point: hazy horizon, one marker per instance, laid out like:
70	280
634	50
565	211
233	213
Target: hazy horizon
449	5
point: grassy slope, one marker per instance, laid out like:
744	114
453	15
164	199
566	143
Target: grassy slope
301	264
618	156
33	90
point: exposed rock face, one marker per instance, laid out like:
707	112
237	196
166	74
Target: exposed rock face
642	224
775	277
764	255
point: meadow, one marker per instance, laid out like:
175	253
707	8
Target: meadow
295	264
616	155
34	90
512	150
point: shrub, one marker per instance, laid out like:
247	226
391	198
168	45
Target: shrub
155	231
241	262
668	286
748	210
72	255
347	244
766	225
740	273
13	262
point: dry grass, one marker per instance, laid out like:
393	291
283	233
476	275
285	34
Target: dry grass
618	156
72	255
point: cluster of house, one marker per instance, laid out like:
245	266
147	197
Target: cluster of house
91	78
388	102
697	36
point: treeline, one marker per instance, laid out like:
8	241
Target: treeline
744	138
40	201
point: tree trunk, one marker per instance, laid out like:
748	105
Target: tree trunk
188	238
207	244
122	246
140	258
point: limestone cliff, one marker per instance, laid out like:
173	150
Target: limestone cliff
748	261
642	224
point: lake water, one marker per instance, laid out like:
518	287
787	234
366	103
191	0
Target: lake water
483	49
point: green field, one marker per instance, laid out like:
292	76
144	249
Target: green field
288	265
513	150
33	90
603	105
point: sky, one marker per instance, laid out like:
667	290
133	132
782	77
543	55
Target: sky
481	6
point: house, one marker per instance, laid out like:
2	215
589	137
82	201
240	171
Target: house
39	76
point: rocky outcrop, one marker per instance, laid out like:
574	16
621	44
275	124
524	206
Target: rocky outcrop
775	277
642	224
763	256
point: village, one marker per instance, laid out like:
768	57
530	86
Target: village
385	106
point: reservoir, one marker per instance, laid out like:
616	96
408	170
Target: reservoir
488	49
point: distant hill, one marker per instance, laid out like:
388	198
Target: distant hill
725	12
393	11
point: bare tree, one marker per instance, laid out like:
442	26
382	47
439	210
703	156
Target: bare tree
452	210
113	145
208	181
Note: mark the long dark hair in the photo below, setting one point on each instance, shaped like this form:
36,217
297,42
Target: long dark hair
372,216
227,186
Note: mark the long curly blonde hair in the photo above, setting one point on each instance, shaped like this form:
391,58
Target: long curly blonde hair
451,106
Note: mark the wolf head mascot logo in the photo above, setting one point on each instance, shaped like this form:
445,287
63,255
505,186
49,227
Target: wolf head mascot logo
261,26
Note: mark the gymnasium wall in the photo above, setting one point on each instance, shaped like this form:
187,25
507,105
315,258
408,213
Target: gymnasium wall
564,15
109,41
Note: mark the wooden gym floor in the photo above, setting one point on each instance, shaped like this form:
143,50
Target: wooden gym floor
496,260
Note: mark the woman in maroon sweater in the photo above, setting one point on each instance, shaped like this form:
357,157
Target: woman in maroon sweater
____
Your instructions:
Emit the full listing verbatim.

Exercise result:
point: hazy horizon, one marker per instance, laid out like:
70	280
634	50
565	211
233	213
Target: hazy horizon
449	5
point: grassy slope, one marker per instance, laid out like:
744	114
453	15
164	199
566	143
Target: grassy slope
301	264
618	156
33	90
point: exposed rock face, one marker per instance, laid out like:
707	112
237	196
166	74
Target: exposed rock face
642	224
775	277
764	255
point: meadow, one marker per instance, laid out like:
175	253
707	8
Target: meadow
295	264
616	155
34	90
512	150
point: shrub, one marker per instance, laid out like:
247	226
391	198
168	45
Target: shrub
155	231
241	262
668	286
748	210
72	255
347	244
766	225
740	273
13	262
point: dry grass, one marker per instance, laid out like:
393	291
283	233
476	275
285	34
Target: dry grass
618	156
72	255
point: cluster of house, one marker per instance, laid out like:
245	266
147	197
Target: cluster of house
91	78
388	102
697	36
point: treeline, one marker per instance, laid out like:
8	241
Target: treeline
744	138
40	201
point: tree trunk, one marker per instance, laid out like:
748	105
Target: tree trunk
188	238
207	244
122	246
140	258
point: limestone cliff, one marker per instance, laid out like:
173	150
Target: limestone cliff
748	261
642	224
point: lake water, one marker per instance, laid out like:
518	287
787	234
366	103
191	0
Target: lake water
483	49
point: green field, one marker per instance, laid out like:
292	76
144	249
Target: green field
288	265
513	150
33	90
603	105
point: sky, one marker per instance, laid out like:
667	290
133	132
782	77
543	55
Target: sky
481	6
point: house, one marker per instance, laid out like:
2	215
589	137
82	201
240	171
Target: house
39	76
point: rocky outcrop, one marker per instance, laid out like:
574	16
621	44
275	124
524	206
Target: rocky outcrop
775	277
642	224
763	256
point: village, one marker per instance, laid out like:
768	57
530	86
Target: village
385	106
point: reservoir, one marker per instance, laid out like:
616	96
408	170
Target: reservoir
488	49
point: distant hill, one marker per instance, laid out like:
388	198
Target: distant hill
725	12
393	11
point: bare tree, one marker per instance, laid out like:
442	26
382	47
439	210
703	156
Target: bare tree
452	210
113	145
208	181
Note: mark the long dark hair in the photo below, setting one point on each instance, shaped like this form:
36,217
297,42
Target: long dark hair
372,216
227,186
Note: mark the long curly blonde hair in the photo above, setting one point on each instance, shaped like this form:
391,58
Target: long curly blonde hair
451,106
Note: mark the wolf head mascot logo in the photo above, setting one point on each instance, shaped like this form:
445,287
63,255
505,186
49,227
Target: wolf head mascot logo
261,26
Note: mark the gymnasium wall in the photo above, setting one point on each instance, shaped like this form:
187,25
507,105
315,258
408,213
Target: gymnasium wall
564,15
109,41
Note: mark the wooden gym floor in the photo above, setting one point on each instance, shaped like this form:
143,50
Target: wooden gym floor
496,260
Note: mark the woman in maroon sweater in the photo above, setting one point on each instance, shaped like this form:
357,157
Target: woman in maroon sweater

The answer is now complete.